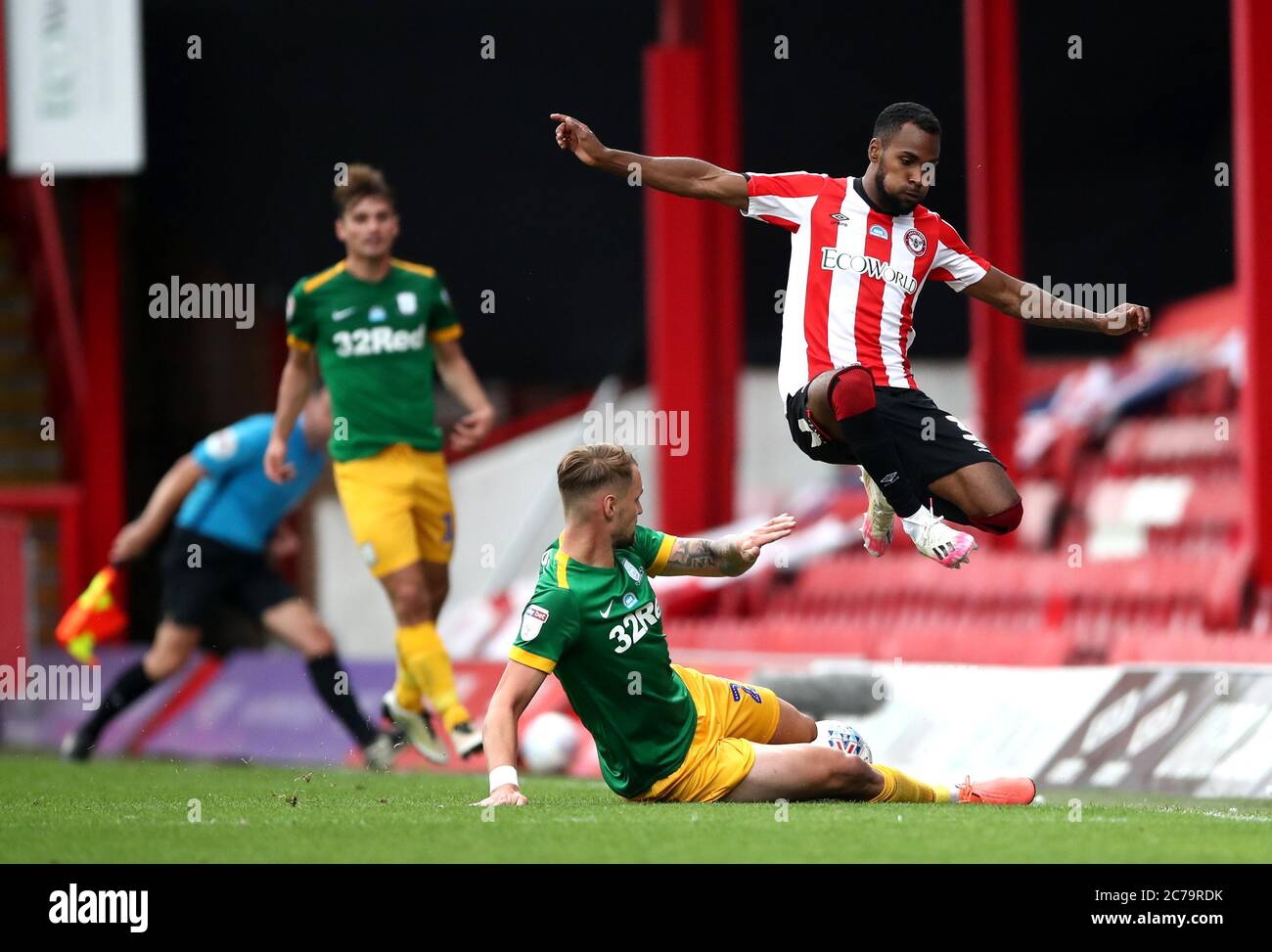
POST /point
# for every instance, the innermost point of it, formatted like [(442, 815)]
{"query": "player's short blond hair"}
[(361, 182), (594, 466)]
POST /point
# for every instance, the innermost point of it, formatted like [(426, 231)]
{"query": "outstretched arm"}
[(458, 377), (294, 387), (516, 690), (692, 178), (1028, 301), (732, 555)]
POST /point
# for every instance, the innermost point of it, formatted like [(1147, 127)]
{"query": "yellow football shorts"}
[(732, 715), (398, 507)]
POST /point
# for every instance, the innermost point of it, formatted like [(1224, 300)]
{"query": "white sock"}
[(916, 521)]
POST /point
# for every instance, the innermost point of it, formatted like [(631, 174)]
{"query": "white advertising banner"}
[(74, 84)]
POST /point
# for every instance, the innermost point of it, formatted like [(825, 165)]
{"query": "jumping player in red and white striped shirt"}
[(861, 249)]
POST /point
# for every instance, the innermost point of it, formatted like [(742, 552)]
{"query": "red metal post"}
[(991, 76), (1251, 203), (103, 427), (692, 261)]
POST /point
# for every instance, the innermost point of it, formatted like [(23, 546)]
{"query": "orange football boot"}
[(1004, 791)]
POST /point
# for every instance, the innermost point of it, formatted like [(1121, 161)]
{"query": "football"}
[(842, 737), (550, 743)]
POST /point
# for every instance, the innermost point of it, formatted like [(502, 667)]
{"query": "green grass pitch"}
[(138, 811)]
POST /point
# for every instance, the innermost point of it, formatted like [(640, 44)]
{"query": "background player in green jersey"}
[(665, 732), (378, 326)]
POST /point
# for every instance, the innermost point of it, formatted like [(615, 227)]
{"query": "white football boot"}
[(878, 521), (416, 727), (467, 739), (380, 752), (936, 540)]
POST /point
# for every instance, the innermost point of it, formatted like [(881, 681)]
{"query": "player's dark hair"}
[(360, 182), (586, 469), (897, 114)]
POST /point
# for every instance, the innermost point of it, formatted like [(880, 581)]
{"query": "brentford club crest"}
[(917, 242)]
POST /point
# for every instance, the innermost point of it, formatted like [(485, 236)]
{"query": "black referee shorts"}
[(220, 574), (930, 442)]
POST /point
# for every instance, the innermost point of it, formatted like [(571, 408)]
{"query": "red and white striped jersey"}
[(855, 275)]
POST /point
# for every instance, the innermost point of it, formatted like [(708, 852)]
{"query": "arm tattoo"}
[(704, 554)]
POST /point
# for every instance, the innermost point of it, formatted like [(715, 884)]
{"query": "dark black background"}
[(1119, 152)]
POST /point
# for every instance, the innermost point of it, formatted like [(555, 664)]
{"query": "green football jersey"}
[(601, 633), (374, 345)]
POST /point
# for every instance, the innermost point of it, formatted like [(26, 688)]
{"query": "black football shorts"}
[(195, 582), (930, 442)]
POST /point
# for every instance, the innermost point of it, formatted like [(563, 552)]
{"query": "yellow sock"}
[(902, 788), (424, 656), (406, 690)]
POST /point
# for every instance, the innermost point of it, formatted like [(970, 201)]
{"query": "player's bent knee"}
[(1000, 523), (851, 390), (163, 662), (318, 642), (853, 777)]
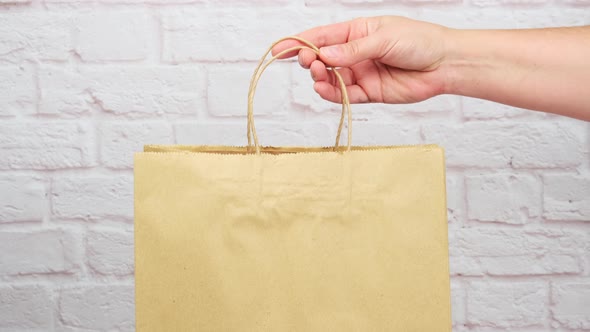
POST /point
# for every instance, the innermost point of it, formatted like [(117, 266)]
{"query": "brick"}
[(192, 34), (507, 304), (206, 133), (45, 145), (38, 252), (455, 197), (571, 304), (465, 266), (119, 141), (500, 18), (93, 197), (458, 299), (506, 198), (490, 242), (480, 109), (18, 91), (25, 308), (22, 198), (103, 308), (577, 2), (63, 91), (136, 91), (269, 133), (531, 265), (477, 252), (228, 91), (566, 197), (370, 134), (499, 145), (34, 36), (508, 2), (110, 252), (113, 36)]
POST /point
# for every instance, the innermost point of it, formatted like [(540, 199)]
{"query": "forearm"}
[(541, 69)]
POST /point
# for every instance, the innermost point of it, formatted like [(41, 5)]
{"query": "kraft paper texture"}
[(293, 239)]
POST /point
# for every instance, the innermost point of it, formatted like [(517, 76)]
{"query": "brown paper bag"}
[(291, 239)]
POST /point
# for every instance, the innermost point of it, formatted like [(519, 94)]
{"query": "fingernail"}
[(331, 51)]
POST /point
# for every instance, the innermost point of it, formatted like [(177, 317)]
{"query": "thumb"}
[(355, 51)]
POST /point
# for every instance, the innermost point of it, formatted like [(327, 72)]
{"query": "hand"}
[(382, 59)]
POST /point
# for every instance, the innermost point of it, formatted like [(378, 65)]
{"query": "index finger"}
[(326, 35)]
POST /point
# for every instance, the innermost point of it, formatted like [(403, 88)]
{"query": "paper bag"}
[(291, 239)]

# ABOUT THIS TASK:
Give back every line of the material above word for word, leaving out the pictures.

# EXPECTED OUTPUT:
POST /point
# for every instance, the innermost point of it, formatted like [(442, 815)]
{"query": "player's short blond hair"}
[(361, 182), (594, 466)]
POST /point
# for every instance, the innermost point of it, formatted like [(426, 231)]
{"query": "outstretched arm"}
[(458, 377), (294, 387), (516, 690), (692, 178), (1028, 301), (732, 555)]
POST /point
# for every instance, the innermost point of it, formatted like [(1147, 127)]
{"query": "yellow football shorts"}
[(732, 715), (398, 507)]
POST /point
# for every instance, the innermost point of it, formatted like [(1224, 300)]
{"query": "white sock"}
[(916, 521)]
POST /point
# for every instance, the innermost point of it, formatted like [(631, 174)]
{"query": "white advertising banner"}
[(74, 84)]
POST /point
# for every instance, the innermost point of it, formatted like [(825, 165)]
{"query": "jumping player in red and white striped shirt"}
[(861, 249)]
POST /point
# for every instance, the innermost point of it, formatted like [(742, 552)]
{"query": "red metal post"}
[(991, 76), (1251, 203), (103, 427), (692, 261)]
POST /point
# for every instance, the innermost point of it, formatted like [(23, 546)]
{"query": "orange football boot"}
[(1004, 791)]
POST /point
# for every instance, the innermost point of it, formatted like [(1121, 161)]
{"query": "football"}
[(842, 737), (550, 743)]
POST /point
# for every instance, the innermost point of it, formatted like [(502, 667)]
{"query": "green grass pitch"}
[(138, 811)]
POST /point
# for every instance, the innermost point of it, formatted like [(640, 44)]
{"query": "background player in green jersey"}
[(665, 732), (378, 326)]
POST /point
# for every instance, the innermost point of it, formatted like [(615, 227)]
{"query": "white football boot"}
[(878, 521), (416, 727), (467, 739), (380, 752), (936, 540)]
POST /point
# for every instance, the innermost point of it, formatted like [(881, 681)]
{"query": "player's dark hair"}
[(360, 182), (586, 469), (897, 114)]
POST /point
# for every instance, the innermost point of it, formatted like [(880, 581)]
{"query": "brentford club crest"}
[(917, 242)]
POST /point
# for every instance, the innermost point of it, formatted like [(485, 236)]
{"query": "black referee shorts"}
[(220, 574), (930, 442)]
POST /point
# for every instance, the innermost point of it, formatted like [(571, 408)]
{"query": "red and white striped jersey"}
[(855, 275)]
POST /point
# for every instance, the innermost point of it, formatted like [(708, 852)]
{"query": "arm tattoo"}
[(704, 554)]
POST /point
# for every instance, the innermost point of it, formatted like [(715, 884)]
{"query": "dark black background"}
[(1119, 152)]
POST /point
# for every instance, the innermost point of it, formatted like [(555, 664)]
{"query": "green football jersey"}
[(601, 633), (374, 345)]
POST /point
# for every instance, the innermost point of it, formatted like [(26, 688)]
{"query": "black football shorts"}
[(195, 582), (930, 442)]
POST /point
# for every instance, the innermost point of it, formatted like [(563, 552)]
{"query": "yellow sock"}
[(902, 788), (424, 656), (406, 690)]
POST /point
# for every instance, the innermost point of it, formatted like [(970, 201)]
{"query": "player's bent knee"}
[(1000, 523), (851, 390), (163, 662), (318, 642), (853, 777)]
POST /point
# for every instance, the innermost point of it, formatted like [(117, 266)]
{"query": "brick"}
[(192, 34), (507, 304), (206, 133), (45, 145), (38, 252), (455, 197), (571, 304), (465, 266), (119, 141), (500, 18), (93, 197), (458, 299), (506, 198), (490, 242), (480, 109), (18, 91), (25, 308), (22, 198), (103, 308), (577, 2), (63, 91), (136, 91), (269, 133), (531, 265), (477, 252), (228, 91), (566, 197), (370, 134), (499, 145), (34, 36), (508, 2), (110, 252), (113, 36)]
POST /point
# for every instance, the innermost point of it, formatted like [(540, 199)]
{"query": "forearm"}
[(541, 69)]
POST /point
# for every instance, the innermost point of it, formatted like [(41, 5)]
{"query": "kraft paper texture"}
[(293, 239)]
POST /point
# for every instance, the innermost point of it, formatted like [(517, 76)]
{"query": "brown paper bag"}
[(291, 239)]
POST /point
# for every instance, the innermost point of it, formatted like [(519, 94)]
{"query": "fingernail"}
[(331, 51)]
POST /point
# for every instance, the innermost point of it, formatted like [(177, 317)]
{"query": "thumb"}
[(355, 51)]
POST /point
# for every instance, the innermost point of it, formatted like [(327, 72)]
{"query": "hand"}
[(382, 59)]
POST /point
# for every instance, the innermost point of it, formatted like [(378, 65)]
{"query": "index finger"}
[(326, 35)]
POST /point
# for every instance, the innermost point of it, formatted like [(403, 88)]
{"query": "paper bag"}
[(291, 239)]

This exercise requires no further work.